UMESH CHIDAMBAR KULKARNI v. CHIDAMBAR BALAWANT KULKARNI
1989-02-21
M.P.CHANDRAKANTARAJ, M.RAMAKRISHNA RAO
body1989
DigiLaw.ai
M. P. CHANDRAKANTHARAJ, J. ( 1 ) THIS appeal is directed against the judgment and decree dated 1-8-1988 passed in o. S. No. 146 of 1977 on the file of the Civil judge at Gokak in Belgaum District. ( 2 ) IN the course of this judgment, we refer to the parties by the ranks assigned to them in the trial Court. The appellant is the plaintiff. ( 3 ) THE plaintiff presented the suit by his next friend his mother Savithramma inter alia seeking a declaration that the suit land measuring 7 acres 07 guntas situated in Block no. 712 and assessed to land revenue at Rs. 33-73 within the limits of Akkathangerhal village in Gokak Taluk and all proceedings thereto or taken in relation thereto are not binding on him and that his interest in the said land subsists as he is the co-owner of the property along with the first defendant - his father. He also asserted that the said property is the joint family property in which he has an undivided interest. ( 4 ) SOME of the facts are not in dispute. The suit land was the subject matter of proceedings under Section 48-A of the karnataka Land Reforms Act initiated by the second defendant, who claimed and established that he was a tenant of that land. A writ petition filed by the first defendant in this Court came to be dismissed confirming the order of the Land Tribunal. In the result, the second defendant has been registered as an occupant under the provisions of the karnataka Land Reforms Act. It is thereafter the present suit has been filed. ( 5 ) HAVING regard to the fact that the jurisdiction of the civil and criminal Courts is barred under Sections 132 and 133 of the land Reforms Act, the Court has taken the view that the declaration prayed for cannot be granted by that Court and has therefore, rejected the suit as not maintainable. It is in that circumstance, the present appeal is preferred in this Court. ( 6 ) SRI O. Mahesh, learned Counsel appearing for the appellant, strenuously contended that the Court below mis-read the prayer. The prayer in reality and the sum and substance of the pleadings were such that the Court should have treated the plaint as suit for partition between the plaintiff and the first defendant.

[Object position labeling entries]
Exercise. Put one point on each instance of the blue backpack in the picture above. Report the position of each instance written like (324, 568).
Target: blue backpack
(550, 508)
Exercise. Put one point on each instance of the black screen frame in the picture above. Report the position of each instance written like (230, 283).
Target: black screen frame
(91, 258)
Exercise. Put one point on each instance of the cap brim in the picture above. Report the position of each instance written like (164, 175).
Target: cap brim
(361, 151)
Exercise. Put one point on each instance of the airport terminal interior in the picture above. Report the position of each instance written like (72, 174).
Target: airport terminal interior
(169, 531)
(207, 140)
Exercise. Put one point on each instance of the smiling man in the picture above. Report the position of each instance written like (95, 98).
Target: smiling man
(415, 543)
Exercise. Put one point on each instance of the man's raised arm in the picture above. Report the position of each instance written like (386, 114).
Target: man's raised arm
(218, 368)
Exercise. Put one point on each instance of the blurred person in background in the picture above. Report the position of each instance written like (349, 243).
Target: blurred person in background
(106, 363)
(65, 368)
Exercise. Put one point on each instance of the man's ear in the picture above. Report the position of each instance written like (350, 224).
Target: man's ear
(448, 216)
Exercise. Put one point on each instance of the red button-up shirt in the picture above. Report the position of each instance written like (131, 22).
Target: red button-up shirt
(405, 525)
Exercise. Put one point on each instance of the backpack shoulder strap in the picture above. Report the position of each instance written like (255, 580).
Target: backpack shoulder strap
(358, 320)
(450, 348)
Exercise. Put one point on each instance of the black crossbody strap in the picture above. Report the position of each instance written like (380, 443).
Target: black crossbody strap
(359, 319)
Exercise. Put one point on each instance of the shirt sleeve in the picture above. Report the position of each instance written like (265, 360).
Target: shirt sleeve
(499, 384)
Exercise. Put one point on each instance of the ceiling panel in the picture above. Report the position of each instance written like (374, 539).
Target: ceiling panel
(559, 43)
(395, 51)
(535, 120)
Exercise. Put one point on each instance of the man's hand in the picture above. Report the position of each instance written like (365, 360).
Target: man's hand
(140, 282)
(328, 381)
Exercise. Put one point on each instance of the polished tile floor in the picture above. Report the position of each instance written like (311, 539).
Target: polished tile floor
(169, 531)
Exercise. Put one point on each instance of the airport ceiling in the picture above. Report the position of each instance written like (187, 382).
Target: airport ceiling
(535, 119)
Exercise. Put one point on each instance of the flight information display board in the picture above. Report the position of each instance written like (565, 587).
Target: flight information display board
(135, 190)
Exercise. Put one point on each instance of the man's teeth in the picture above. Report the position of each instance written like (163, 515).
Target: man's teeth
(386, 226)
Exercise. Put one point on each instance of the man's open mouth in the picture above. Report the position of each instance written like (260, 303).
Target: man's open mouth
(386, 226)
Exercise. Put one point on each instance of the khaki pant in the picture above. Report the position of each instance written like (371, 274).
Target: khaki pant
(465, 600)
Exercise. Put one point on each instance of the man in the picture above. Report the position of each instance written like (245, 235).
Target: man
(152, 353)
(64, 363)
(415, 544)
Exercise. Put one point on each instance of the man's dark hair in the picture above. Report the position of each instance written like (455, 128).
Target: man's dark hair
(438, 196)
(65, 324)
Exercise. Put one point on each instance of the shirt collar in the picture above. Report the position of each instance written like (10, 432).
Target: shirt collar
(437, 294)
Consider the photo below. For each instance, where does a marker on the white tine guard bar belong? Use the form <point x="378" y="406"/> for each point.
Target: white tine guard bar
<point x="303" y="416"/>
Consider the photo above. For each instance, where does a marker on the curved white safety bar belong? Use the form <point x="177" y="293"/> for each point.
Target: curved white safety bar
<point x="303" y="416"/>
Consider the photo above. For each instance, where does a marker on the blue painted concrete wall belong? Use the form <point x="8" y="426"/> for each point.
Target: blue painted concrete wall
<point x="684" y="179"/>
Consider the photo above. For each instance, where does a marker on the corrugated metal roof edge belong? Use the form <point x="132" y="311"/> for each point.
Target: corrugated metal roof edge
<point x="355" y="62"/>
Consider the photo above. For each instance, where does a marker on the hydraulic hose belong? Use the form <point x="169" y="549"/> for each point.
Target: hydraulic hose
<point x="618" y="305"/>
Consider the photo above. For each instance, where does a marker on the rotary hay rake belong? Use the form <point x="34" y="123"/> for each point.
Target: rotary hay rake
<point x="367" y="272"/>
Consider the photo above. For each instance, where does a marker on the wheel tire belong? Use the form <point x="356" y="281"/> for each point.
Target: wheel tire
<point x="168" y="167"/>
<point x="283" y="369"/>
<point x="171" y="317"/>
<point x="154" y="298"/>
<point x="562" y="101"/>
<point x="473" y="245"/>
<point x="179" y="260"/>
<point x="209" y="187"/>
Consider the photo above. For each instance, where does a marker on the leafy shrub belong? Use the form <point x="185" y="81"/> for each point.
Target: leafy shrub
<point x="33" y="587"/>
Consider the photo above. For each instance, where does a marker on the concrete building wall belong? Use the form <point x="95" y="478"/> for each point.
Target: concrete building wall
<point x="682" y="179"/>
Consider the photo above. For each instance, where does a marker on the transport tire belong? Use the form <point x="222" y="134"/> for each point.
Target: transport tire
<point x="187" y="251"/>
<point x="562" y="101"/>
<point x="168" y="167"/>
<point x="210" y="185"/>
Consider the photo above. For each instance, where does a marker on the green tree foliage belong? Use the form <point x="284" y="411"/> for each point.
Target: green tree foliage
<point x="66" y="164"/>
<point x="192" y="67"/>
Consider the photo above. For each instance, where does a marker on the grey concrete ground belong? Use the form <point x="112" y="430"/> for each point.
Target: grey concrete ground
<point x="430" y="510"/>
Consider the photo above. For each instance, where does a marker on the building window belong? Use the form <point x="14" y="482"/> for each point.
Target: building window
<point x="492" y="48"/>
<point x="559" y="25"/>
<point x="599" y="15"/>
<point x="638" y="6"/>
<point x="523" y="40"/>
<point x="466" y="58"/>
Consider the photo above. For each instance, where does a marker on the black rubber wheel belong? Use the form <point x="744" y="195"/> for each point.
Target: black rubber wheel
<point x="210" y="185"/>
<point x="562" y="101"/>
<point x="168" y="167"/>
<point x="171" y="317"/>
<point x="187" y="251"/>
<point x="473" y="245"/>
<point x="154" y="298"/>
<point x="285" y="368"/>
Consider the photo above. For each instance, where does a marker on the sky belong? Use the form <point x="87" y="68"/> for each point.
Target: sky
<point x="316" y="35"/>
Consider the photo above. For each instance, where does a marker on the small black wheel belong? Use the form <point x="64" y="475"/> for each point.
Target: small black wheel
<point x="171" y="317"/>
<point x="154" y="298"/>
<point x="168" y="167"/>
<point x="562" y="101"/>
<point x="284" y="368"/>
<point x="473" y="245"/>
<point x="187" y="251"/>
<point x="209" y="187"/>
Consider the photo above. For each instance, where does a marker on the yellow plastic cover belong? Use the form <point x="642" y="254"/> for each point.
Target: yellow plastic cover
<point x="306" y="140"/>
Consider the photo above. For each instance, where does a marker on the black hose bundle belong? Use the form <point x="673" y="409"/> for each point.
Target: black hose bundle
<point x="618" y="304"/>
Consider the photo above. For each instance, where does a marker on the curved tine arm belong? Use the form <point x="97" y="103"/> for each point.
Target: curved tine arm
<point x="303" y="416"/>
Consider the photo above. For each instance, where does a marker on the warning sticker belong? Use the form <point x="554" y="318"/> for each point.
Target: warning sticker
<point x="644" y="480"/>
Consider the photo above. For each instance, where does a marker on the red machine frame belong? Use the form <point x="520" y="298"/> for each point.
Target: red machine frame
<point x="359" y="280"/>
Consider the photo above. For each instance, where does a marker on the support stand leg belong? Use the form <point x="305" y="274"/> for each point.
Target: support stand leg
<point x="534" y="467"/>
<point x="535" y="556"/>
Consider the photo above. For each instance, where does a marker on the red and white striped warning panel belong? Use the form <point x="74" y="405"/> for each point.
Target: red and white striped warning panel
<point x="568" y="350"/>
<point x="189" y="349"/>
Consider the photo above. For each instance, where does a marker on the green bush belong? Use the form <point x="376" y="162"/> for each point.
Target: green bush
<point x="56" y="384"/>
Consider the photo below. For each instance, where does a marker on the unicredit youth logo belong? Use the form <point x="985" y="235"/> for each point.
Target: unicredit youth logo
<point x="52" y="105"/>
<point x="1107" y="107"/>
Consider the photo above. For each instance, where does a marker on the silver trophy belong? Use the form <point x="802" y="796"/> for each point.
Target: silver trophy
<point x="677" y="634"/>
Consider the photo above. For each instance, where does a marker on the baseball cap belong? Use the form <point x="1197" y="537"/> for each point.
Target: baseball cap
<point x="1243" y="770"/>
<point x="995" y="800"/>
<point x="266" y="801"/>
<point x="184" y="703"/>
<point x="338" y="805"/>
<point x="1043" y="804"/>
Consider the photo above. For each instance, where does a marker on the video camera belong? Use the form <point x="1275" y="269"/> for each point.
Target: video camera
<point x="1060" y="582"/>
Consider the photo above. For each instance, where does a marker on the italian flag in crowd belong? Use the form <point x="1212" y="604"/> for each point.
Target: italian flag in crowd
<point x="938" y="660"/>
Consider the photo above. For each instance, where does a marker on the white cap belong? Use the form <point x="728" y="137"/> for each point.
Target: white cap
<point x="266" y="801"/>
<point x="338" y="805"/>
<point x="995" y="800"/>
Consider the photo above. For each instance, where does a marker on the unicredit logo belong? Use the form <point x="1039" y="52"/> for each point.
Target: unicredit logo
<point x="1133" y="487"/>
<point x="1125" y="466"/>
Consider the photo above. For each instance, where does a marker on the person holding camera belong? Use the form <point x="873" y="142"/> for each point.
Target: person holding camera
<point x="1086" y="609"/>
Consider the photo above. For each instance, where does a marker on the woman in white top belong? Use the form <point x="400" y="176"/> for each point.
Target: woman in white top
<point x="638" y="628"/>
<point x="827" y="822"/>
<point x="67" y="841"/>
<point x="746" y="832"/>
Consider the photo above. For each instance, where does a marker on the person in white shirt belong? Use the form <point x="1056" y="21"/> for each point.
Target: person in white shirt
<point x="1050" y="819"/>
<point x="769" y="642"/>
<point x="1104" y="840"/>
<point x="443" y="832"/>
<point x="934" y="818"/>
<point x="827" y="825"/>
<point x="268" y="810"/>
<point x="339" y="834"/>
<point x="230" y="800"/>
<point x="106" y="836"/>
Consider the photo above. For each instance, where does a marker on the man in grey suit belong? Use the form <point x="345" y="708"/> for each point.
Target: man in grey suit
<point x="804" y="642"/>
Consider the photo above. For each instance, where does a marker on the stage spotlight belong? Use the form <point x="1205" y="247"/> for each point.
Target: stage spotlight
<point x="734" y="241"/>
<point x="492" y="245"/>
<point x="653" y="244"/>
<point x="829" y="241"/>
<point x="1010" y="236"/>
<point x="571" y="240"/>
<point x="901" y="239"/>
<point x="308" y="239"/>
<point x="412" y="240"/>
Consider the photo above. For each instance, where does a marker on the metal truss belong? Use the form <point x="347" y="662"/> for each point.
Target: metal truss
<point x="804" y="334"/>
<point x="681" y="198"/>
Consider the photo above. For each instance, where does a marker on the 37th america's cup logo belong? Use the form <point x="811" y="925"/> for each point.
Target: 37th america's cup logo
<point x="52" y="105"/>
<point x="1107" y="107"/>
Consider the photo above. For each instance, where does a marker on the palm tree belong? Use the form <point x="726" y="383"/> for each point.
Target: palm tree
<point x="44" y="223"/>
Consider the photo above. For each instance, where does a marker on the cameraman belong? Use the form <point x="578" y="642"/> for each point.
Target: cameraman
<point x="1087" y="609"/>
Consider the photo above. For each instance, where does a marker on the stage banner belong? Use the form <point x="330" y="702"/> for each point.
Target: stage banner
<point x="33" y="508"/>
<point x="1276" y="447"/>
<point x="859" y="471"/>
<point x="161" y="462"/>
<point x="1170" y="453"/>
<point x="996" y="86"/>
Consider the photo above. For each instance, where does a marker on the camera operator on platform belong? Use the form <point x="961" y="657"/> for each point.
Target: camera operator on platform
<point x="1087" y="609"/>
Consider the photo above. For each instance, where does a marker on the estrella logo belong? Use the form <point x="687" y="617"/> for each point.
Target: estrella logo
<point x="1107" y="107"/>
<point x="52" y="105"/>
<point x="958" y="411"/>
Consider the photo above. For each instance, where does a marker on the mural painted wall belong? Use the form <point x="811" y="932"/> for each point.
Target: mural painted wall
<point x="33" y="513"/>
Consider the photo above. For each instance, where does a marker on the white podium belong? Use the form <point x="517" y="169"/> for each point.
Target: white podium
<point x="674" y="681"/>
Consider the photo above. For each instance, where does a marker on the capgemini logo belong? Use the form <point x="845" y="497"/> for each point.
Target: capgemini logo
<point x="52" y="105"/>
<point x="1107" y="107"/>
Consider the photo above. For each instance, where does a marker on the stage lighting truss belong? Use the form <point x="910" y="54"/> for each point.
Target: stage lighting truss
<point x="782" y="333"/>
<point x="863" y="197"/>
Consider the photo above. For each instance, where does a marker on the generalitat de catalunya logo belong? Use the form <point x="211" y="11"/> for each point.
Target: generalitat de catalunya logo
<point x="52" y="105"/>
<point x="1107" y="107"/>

[What you are asked to do]:
Copy out the full court judgment excerpt word for word.

[Result]:
UMESH CHIDAMBAR KULKARNI v. CHIDAMBAR BALAWANT KULKARNI
1989-02-21
M.P.CHANDRAKANTARAJ, M.RAMAKRISHNA RAO
body1989
DigiLaw.ai
M. P. CHANDRAKANTHARAJ, J. ( 1 ) THIS appeal is directed against the judgment and decree dated 1-8-1988 passed in o. S. No. 146 of 1977 on the file of the Civil judge at Gokak in Belgaum District. ( 2 ) IN the course of this judgment, we refer to the parties by the ranks assigned to them in the trial Court. The appellant is the plaintiff. ( 3 ) THE plaintiff presented the suit by his next friend his mother Savithramma inter alia seeking a declaration that the suit land measuring 7 acres 07 guntas situated in Block no. 712 and assessed to land revenue at Rs. 33-73 within the limits of Akkathangerhal village in Gokak Taluk and all proceedings thereto or taken in relation thereto are not binding on him and that his interest in the said land subsists as he is the co-owner of the property along with the first defendant - his father. He also asserted that the said property is the joint family property in which he has an undivided interest. ( 4 ) SOME of the facts are not in dispute. The suit land was the subject matter of proceedings under Section 48-A of the karnataka Land Reforms Act initiated by the second defendant, who claimed and established that he was a tenant of that land. A writ petition filed by the first defendant in this Court came to be dismissed confirming the order of the Land Tribunal. In the result, the second defendant has been registered as an occupant under the provisions of the karnataka Land Reforms Act. It is thereafter the present suit has been filed. ( 5 ) HAVING regard to the fact that the jurisdiction of the civil and criminal Courts is barred under Sections 132 and 133 of the land Reforms Act, the Court has taken the view that the declaration prayed for cannot be granted by that Court and has therefore, rejected the suit as not maintainable. It is in that circumstance, the present appeal is preferred in this Court. ( 6 ) SRI O. Mahesh, learned Counsel appearing for the appellant, strenuously contended that the Court below mis-read the prayer. The prayer in reality and the sum and substance of the pleadings were such that the Court should have treated the plaint as suit for partition between the plaintiff and the first defendant.